→ What the task asks
Reproduce the lines below word for word, starting at the line that contains "Reviewer note: every instance of the antenna" and ending after the line that contains "[[605, 339], [339, 359]]".

→ Given data
###

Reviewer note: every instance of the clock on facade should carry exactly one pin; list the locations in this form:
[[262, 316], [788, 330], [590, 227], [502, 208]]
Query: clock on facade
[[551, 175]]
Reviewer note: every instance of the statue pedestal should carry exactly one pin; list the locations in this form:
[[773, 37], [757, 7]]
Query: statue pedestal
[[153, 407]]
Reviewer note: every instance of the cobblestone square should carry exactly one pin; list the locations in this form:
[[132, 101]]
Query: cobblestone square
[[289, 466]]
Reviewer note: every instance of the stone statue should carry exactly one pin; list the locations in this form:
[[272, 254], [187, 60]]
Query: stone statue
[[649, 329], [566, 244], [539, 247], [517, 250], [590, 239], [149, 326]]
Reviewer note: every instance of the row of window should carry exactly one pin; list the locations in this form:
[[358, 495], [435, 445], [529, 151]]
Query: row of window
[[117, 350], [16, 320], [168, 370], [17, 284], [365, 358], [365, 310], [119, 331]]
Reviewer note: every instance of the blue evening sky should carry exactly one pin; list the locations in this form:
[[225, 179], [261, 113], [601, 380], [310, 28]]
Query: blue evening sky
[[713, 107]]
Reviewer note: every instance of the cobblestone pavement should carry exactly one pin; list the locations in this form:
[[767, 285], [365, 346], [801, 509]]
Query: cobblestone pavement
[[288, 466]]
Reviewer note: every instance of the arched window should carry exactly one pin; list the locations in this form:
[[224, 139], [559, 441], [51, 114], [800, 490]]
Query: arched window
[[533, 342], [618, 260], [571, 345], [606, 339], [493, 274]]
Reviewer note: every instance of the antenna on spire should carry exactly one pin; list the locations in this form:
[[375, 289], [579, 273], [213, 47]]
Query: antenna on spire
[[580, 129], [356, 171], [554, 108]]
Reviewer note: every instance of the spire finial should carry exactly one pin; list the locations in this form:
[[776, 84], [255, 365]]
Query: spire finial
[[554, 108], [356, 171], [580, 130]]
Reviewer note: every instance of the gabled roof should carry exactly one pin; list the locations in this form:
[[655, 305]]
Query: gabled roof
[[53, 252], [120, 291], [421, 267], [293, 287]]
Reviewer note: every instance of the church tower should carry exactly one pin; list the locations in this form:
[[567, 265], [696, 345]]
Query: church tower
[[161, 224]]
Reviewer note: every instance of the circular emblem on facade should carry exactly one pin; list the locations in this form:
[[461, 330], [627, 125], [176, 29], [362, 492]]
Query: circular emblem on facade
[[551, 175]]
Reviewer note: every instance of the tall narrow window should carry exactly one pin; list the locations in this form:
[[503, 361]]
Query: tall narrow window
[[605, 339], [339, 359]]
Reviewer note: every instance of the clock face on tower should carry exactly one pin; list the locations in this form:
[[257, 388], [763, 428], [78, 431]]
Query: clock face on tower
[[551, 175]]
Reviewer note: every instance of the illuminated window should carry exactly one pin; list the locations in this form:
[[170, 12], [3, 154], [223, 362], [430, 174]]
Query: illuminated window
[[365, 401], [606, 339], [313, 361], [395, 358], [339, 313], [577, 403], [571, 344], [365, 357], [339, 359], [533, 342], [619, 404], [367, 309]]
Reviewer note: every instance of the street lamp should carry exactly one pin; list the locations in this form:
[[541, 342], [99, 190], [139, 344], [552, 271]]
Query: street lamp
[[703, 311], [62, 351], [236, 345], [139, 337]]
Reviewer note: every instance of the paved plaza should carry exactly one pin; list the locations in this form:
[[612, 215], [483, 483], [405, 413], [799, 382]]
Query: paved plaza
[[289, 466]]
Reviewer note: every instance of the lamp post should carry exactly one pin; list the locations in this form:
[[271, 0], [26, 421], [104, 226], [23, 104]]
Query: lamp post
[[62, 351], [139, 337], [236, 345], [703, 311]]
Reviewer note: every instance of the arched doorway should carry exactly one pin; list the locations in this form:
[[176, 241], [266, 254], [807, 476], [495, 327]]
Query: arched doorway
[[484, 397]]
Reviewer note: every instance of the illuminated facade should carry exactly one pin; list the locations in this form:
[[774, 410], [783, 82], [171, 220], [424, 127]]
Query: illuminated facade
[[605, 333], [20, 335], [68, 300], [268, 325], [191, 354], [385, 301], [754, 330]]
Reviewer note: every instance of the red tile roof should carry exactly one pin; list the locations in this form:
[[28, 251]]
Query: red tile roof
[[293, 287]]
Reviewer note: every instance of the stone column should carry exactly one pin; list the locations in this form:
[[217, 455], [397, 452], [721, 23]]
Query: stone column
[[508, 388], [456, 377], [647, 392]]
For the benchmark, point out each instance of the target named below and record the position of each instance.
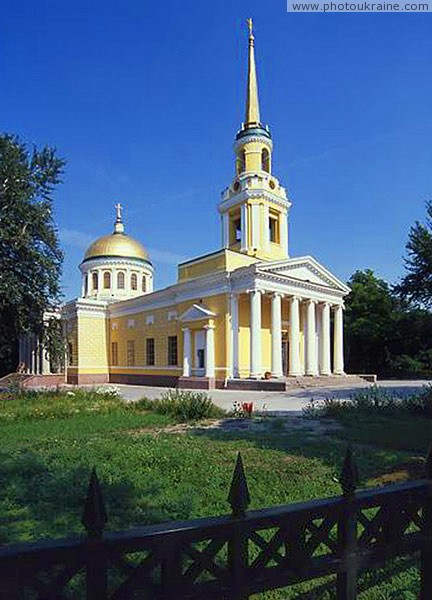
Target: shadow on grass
(38, 501)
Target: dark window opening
(172, 351)
(150, 353)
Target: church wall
(134, 327)
(92, 348)
(244, 335)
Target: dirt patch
(412, 469)
(273, 425)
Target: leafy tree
(30, 256)
(384, 333)
(368, 323)
(416, 286)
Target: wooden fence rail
(231, 557)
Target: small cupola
(116, 266)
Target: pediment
(306, 269)
(197, 312)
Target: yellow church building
(236, 317)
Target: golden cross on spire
(250, 26)
(118, 208)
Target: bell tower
(254, 208)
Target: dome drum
(116, 267)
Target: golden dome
(116, 244)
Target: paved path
(291, 401)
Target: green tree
(368, 323)
(30, 256)
(416, 286)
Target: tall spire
(118, 225)
(252, 118)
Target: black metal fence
(234, 556)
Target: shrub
(375, 399)
(183, 405)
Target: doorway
(285, 354)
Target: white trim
(258, 194)
(140, 367)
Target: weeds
(183, 405)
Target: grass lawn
(152, 472)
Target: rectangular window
(114, 354)
(131, 353)
(201, 358)
(237, 229)
(274, 229)
(172, 351)
(234, 228)
(150, 357)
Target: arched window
(120, 281)
(265, 160)
(241, 162)
(70, 353)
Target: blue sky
(144, 98)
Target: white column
(276, 326)
(33, 355)
(284, 231)
(311, 345)
(338, 366)
(209, 352)
(266, 226)
(46, 366)
(325, 354)
(100, 280)
(244, 227)
(225, 230)
(255, 333)
(234, 363)
(28, 353)
(256, 225)
(187, 351)
(294, 338)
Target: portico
(308, 329)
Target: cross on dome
(118, 225)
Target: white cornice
(252, 194)
(253, 138)
(115, 262)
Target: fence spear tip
(94, 517)
(238, 496)
(428, 463)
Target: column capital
(338, 305)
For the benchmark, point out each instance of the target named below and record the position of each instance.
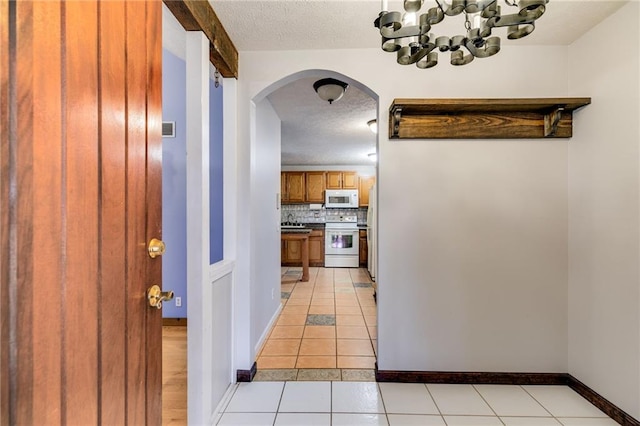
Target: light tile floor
(326, 329)
(397, 404)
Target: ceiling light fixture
(330, 89)
(409, 34)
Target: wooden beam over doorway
(197, 15)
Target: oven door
(341, 241)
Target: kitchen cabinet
(316, 247)
(291, 252)
(364, 252)
(342, 180)
(292, 187)
(366, 182)
(315, 184)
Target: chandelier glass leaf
(410, 35)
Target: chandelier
(410, 35)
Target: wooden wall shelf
(483, 118)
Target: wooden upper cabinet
(363, 189)
(315, 182)
(342, 180)
(292, 187)
(349, 180)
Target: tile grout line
(487, 402)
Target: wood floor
(174, 375)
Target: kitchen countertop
(295, 230)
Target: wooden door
(80, 197)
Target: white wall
(604, 284)
(473, 234)
(265, 221)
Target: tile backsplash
(302, 213)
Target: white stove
(341, 245)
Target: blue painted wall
(174, 184)
(215, 173)
(174, 181)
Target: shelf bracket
(396, 116)
(551, 121)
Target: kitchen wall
(302, 213)
(604, 233)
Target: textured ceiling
(316, 133)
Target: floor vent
(168, 129)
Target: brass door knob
(156, 248)
(155, 296)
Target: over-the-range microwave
(341, 199)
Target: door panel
(80, 194)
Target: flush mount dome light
(330, 89)
(373, 125)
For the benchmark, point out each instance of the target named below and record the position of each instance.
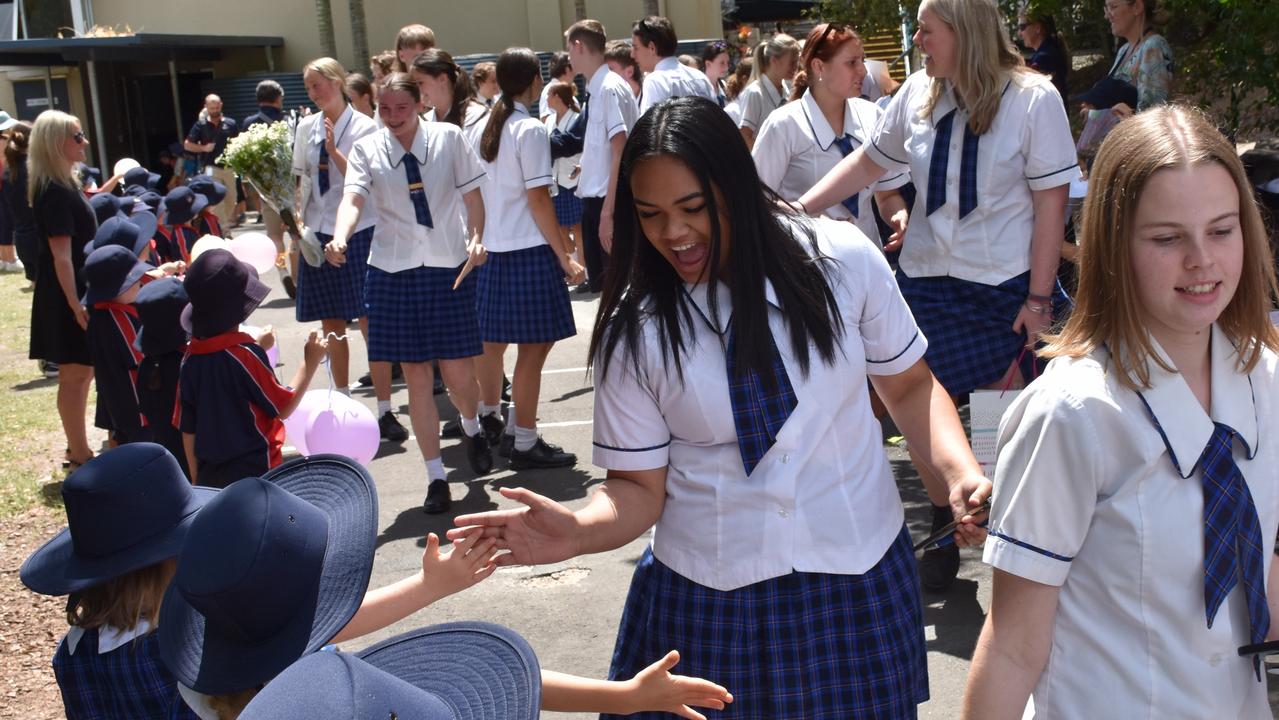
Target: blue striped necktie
(759, 412)
(1232, 537)
(416, 191)
(940, 160)
(324, 168)
(853, 201)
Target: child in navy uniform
(230, 404)
(114, 275)
(128, 512)
(163, 340)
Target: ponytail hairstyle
(741, 77)
(436, 63)
(517, 70)
(765, 53)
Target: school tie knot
(417, 191)
(760, 407)
(1232, 537)
(939, 168)
(852, 202)
(324, 168)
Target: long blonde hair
(769, 50)
(45, 160)
(1106, 306)
(985, 59)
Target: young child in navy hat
(128, 512)
(114, 275)
(278, 567)
(232, 406)
(163, 342)
(206, 223)
(179, 209)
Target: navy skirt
(568, 207)
(811, 646)
(335, 293)
(522, 297)
(970, 328)
(416, 316)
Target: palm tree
(324, 19)
(360, 35)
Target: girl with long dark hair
(732, 351)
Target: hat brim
(56, 569)
(214, 664)
(481, 670)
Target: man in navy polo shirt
(209, 137)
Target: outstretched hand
(540, 532)
(655, 689)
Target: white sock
(471, 426)
(525, 438)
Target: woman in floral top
(1145, 60)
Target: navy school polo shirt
(230, 400)
(111, 330)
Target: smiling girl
(1137, 493)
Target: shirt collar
(218, 343)
(394, 152)
(108, 637)
(1182, 422)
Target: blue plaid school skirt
(568, 207)
(970, 328)
(416, 315)
(335, 293)
(521, 297)
(811, 646)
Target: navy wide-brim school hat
(452, 672)
(270, 572)
(127, 509)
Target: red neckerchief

###

→ Answer to this problem
Reviewer note: every instance of the antenna on spire should carry exactly one pin; list the locations in this form:
[[375, 289], [579, 273], [213, 47]]
Query: antenna on spire
[[580, 129], [356, 171], [554, 108]]
Reviewer note: every instance of the spire finial should carry exactly one pin; list the locations in this form:
[[776, 84], [255, 365]]
Query: spire finial
[[554, 108], [356, 171], [580, 130]]
Reviewer note: every instance of the gabled roof should carry exactly one pin; list the locations in this form:
[[655, 305]]
Query: gabled roof
[[53, 252], [120, 291], [421, 267], [293, 287]]
Reviewer note: every instance of the church tower should carry exactly one pin; list the locations in this form:
[[567, 265], [696, 345]]
Query: church tower
[[161, 224]]
Reviewer note: every instance of the circular emblem on facade should carry exactly one pin; list the locations in this form:
[[461, 330], [627, 125], [176, 29], [362, 492]]
Query: circular emblem on facade
[[551, 175]]
Reviewer note: every instance of the tall narrow window should carry exactly one pin; list the locations in this form:
[[503, 361]]
Query: tall narrow window
[[605, 339], [339, 359]]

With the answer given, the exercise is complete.